Stanford Medicine Newsletter Updates For the Local Community


Community matters

Precision health in the clinic and operating room

Christopher Dawes, president and CEO of Stanford Children's Health; Lloyd Minor, MD, dean of the Stanford School of Medicine; and David Entwistle, president and CEO of Stanford Health Care.


Today, technological advances make it possible to identify subtle signs of disease early, even before symptoms occur, and to interfere in the process to prevent illness altogether. Cell and gene therapy, artificial intelligence, tests that reveal early signs of cancer or other diseases, and wearable devices that can detect heart and other problems are all among the tools empowering this growing movement, which we call precision health.

Precision health enables us not only to predict and prevent disease but also to treat it with precise therapies that are tailored to individual patients. In this issue of Stanford Medicine News, you will find several examples of precision health in action.

For instance, Stanford Medicine recently embarked on an innovative approach to health through a study of some 10,000 people, known as Project Baseline. A collaboration with Verily — an Alphabet company — and the Duke University School of Medicine, the study will amass voluminous molecular data from each participant with the goal of understanding the molecular factors associated with health at various stages of life. The study will help scientists understand what makes a person healthy and the forces that may send that person down the path to illness. Armed with this information, we could intervene to alter the course of events.

This winter, Stanford Medicine also is expected to open a new genomics lab that will enable physicians to examine an individual's unique genetic blueprint, including use of a technique known as whole exome sequencing. This technology will help clinicians identify genetic mutations in people with unexplained medical conditions, thus pointing the way to possible treatments. We are among a handful of medical centers in the country to offer this type of testing, which will benefit patients at both Stanford Children's Health and Stanford Health Care.

Stored data:
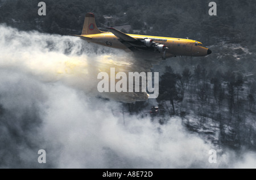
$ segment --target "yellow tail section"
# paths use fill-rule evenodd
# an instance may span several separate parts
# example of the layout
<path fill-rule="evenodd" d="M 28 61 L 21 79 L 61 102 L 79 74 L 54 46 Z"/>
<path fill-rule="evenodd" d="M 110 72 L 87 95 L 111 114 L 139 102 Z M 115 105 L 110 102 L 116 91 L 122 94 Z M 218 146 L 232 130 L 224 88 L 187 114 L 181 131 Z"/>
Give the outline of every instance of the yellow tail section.
<path fill-rule="evenodd" d="M 87 13 L 84 19 L 84 27 L 82 27 L 81 35 L 94 35 L 104 32 L 105 32 L 101 31 L 98 29 L 95 23 L 94 15 L 90 12 Z"/>

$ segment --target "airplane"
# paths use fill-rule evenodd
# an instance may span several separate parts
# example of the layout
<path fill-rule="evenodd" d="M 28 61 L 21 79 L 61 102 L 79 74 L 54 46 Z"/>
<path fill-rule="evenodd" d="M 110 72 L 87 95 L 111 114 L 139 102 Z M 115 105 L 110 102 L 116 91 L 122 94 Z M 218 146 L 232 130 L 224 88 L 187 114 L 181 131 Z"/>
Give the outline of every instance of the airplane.
<path fill-rule="evenodd" d="M 88 42 L 132 52 L 144 57 L 162 57 L 164 60 L 176 56 L 205 56 L 212 53 L 201 43 L 194 40 L 128 34 L 111 27 L 107 29 L 109 32 L 100 31 L 96 26 L 94 15 L 88 12 L 81 35 L 70 35 Z"/>

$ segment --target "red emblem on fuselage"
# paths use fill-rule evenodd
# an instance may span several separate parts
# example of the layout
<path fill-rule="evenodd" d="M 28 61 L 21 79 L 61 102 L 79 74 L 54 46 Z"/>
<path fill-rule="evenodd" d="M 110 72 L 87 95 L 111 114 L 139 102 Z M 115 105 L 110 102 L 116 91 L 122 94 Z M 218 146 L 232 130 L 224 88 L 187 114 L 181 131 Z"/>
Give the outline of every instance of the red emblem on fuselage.
<path fill-rule="evenodd" d="M 94 26 L 94 24 L 91 23 L 90 25 L 89 25 L 89 29 L 90 31 L 93 30 L 94 29 L 94 28 L 95 28 L 95 26 Z"/>

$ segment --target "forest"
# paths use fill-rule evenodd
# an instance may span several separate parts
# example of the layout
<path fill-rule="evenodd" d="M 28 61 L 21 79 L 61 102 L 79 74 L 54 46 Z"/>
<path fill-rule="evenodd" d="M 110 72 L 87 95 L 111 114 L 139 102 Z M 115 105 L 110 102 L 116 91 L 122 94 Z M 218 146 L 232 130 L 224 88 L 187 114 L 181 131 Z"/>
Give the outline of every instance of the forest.
<path fill-rule="evenodd" d="M 24 31 L 79 34 L 85 14 L 92 12 L 102 30 L 129 24 L 129 33 L 203 42 L 213 51 L 210 56 L 177 57 L 153 68 L 162 72 L 159 122 L 179 116 L 191 132 L 216 145 L 256 150 L 255 1 L 216 0 L 217 16 L 208 14 L 212 1 L 45 0 L 47 15 L 39 16 L 40 1 L 0 1 L 0 23 Z M 129 104 L 130 112 L 140 113 L 147 103 Z"/>

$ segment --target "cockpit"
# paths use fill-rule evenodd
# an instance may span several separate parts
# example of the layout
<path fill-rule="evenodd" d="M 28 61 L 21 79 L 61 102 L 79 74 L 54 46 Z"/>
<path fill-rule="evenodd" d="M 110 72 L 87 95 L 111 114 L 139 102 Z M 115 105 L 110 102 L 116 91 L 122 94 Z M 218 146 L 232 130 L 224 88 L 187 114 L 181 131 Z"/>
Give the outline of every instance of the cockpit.
<path fill-rule="evenodd" d="M 197 46 L 197 45 L 199 45 L 199 46 L 203 46 L 203 44 L 202 43 L 199 43 L 197 41 L 195 42 L 195 45 L 196 46 Z"/>

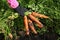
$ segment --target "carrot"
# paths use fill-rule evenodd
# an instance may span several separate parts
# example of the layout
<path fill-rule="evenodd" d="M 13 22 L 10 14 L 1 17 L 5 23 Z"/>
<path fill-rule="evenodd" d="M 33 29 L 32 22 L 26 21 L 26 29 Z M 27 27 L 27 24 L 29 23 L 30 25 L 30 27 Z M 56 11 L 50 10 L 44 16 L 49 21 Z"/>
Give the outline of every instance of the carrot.
<path fill-rule="evenodd" d="M 11 33 L 9 33 L 9 37 L 10 37 L 10 39 L 12 39 L 13 38 L 13 35 Z"/>
<path fill-rule="evenodd" d="M 40 17 L 40 18 L 49 18 L 48 16 L 45 16 L 43 14 L 39 14 L 39 13 L 36 13 L 36 12 L 32 12 L 32 15 L 33 16 L 37 16 L 37 17 Z"/>
<path fill-rule="evenodd" d="M 35 21 L 38 25 L 43 26 L 39 20 L 37 20 L 33 15 L 29 14 L 28 17 L 30 17 L 31 20 Z"/>
<path fill-rule="evenodd" d="M 43 27 L 43 24 L 37 24 L 37 26 L 39 27 L 39 28 L 42 28 Z"/>
<path fill-rule="evenodd" d="M 27 16 L 24 16 L 24 24 L 25 24 L 26 34 L 29 35 L 29 28 L 28 28 L 28 19 L 27 19 Z"/>
<path fill-rule="evenodd" d="M 37 31 L 35 30 L 32 21 L 31 21 L 31 20 L 28 20 L 28 22 L 29 22 L 29 27 L 30 27 L 30 29 L 31 29 L 35 34 L 37 34 Z"/>

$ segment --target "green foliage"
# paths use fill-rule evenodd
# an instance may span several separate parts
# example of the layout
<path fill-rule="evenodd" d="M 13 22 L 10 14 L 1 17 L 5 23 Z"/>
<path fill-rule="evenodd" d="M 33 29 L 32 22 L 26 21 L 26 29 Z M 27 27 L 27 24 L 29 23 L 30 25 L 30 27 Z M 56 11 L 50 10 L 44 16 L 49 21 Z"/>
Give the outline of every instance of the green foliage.
<path fill-rule="evenodd" d="M 48 27 L 54 27 L 52 31 L 60 35 L 60 0 L 18 0 L 18 2 L 29 11 L 45 14 L 53 20 L 39 19 L 44 28 L 37 28 L 37 32 L 43 34 L 48 31 Z M 23 18 L 9 8 L 6 0 L 0 0 L 0 33 L 4 32 L 7 36 L 12 33 L 12 29 L 18 31 L 23 28 Z"/>

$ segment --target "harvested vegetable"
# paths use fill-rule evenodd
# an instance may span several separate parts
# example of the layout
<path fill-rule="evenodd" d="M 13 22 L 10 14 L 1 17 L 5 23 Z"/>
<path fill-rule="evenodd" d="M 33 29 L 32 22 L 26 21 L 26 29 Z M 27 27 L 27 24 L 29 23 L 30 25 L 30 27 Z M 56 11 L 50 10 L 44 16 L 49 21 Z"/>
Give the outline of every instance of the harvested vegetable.
<path fill-rule="evenodd" d="M 24 16 L 24 24 L 25 24 L 26 34 L 29 35 L 29 28 L 28 28 L 28 19 L 27 19 L 27 16 Z"/>
<path fill-rule="evenodd" d="M 30 29 L 34 32 L 34 34 L 37 34 L 37 31 L 35 30 L 32 21 L 31 21 L 31 20 L 28 20 L 28 22 L 29 22 L 29 27 L 30 27 Z"/>
<path fill-rule="evenodd" d="M 37 17 L 40 17 L 40 18 L 49 18 L 48 16 L 45 16 L 43 14 L 39 14 L 39 13 L 36 13 L 36 12 L 32 12 L 32 15 L 33 16 L 37 16 Z"/>

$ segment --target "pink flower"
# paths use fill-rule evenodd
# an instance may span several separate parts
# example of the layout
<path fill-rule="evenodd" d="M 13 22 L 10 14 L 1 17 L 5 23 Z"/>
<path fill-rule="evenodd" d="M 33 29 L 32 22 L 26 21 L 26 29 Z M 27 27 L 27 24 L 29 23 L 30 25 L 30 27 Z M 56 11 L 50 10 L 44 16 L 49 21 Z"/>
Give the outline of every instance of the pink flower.
<path fill-rule="evenodd" d="M 7 0 L 7 2 L 11 8 L 17 8 L 19 6 L 19 3 L 17 2 L 17 0 Z"/>

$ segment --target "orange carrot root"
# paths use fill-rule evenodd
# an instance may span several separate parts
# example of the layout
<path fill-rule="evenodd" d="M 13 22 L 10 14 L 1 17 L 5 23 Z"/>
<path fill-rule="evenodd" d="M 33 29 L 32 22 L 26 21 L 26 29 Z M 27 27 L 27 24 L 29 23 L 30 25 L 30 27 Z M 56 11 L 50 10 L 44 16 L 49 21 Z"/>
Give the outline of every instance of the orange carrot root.
<path fill-rule="evenodd" d="M 49 18 L 48 16 L 45 16 L 43 14 L 39 14 L 39 13 L 36 13 L 36 12 L 32 12 L 32 15 L 33 16 L 37 16 L 37 17 L 40 17 L 40 18 Z"/>

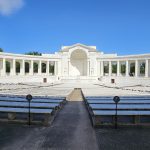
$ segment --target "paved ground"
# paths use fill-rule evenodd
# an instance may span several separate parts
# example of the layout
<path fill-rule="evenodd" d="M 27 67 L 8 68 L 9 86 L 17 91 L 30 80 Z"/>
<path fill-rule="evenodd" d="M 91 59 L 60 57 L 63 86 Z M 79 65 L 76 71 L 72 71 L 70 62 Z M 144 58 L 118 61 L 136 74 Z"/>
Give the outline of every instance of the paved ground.
<path fill-rule="evenodd" d="M 51 127 L 0 125 L 0 150 L 97 150 L 83 102 L 68 102 Z"/>

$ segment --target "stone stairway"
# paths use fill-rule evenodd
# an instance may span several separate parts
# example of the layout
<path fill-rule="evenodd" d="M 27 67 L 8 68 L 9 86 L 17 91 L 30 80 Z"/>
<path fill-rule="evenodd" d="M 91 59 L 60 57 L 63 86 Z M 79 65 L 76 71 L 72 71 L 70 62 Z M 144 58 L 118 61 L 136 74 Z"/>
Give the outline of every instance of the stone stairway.
<path fill-rule="evenodd" d="M 83 101 L 81 88 L 75 88 L 67 97 L 68 101 Z"/>

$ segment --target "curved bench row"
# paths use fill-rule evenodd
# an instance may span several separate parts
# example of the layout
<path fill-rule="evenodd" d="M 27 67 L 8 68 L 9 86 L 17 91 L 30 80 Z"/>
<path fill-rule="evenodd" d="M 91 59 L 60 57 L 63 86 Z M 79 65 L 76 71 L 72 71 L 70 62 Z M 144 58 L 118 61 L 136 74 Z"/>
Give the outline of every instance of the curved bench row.
<path fill-rule="evenodd" d="M 112 97 L 87 97 L 85 103 L 94 126 L 115 124 L 116 104 Z M 150 125 L 150 97 L 120 99 L 117 116 L 119 125 Z"/>
<path fill-rule="evenodd" d="M 30 103 L 30 121 L 50 125 L 65 99 L 33 98 Z M 28 122 L 29 103 L 24 97 L 0 97 L 0 121 Z"/>

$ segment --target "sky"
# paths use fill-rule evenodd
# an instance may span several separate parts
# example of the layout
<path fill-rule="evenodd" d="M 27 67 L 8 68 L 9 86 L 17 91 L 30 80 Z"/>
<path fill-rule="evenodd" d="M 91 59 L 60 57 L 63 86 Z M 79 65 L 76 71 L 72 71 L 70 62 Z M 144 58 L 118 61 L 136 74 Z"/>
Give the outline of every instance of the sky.
<path fill-rule="evenodd" d="M 54 53 L 82 43 L 104 53 L 150 53 L 150 0 L 0 0 L 0 48 Z"/>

▶ [What to work on]
Answer the following questions using the precision health article.
(a) Who is identified as dean of the Stanford School of Medicine?
(b) Approximately how many people does Project Baseline involve?
(c) Which technique is named as one that the new genomics lab will use?

▶ [Exercise solution]
(a) Lloyd Minor, MD
(b) Some 10,000 people
(c) Whole exome sequencing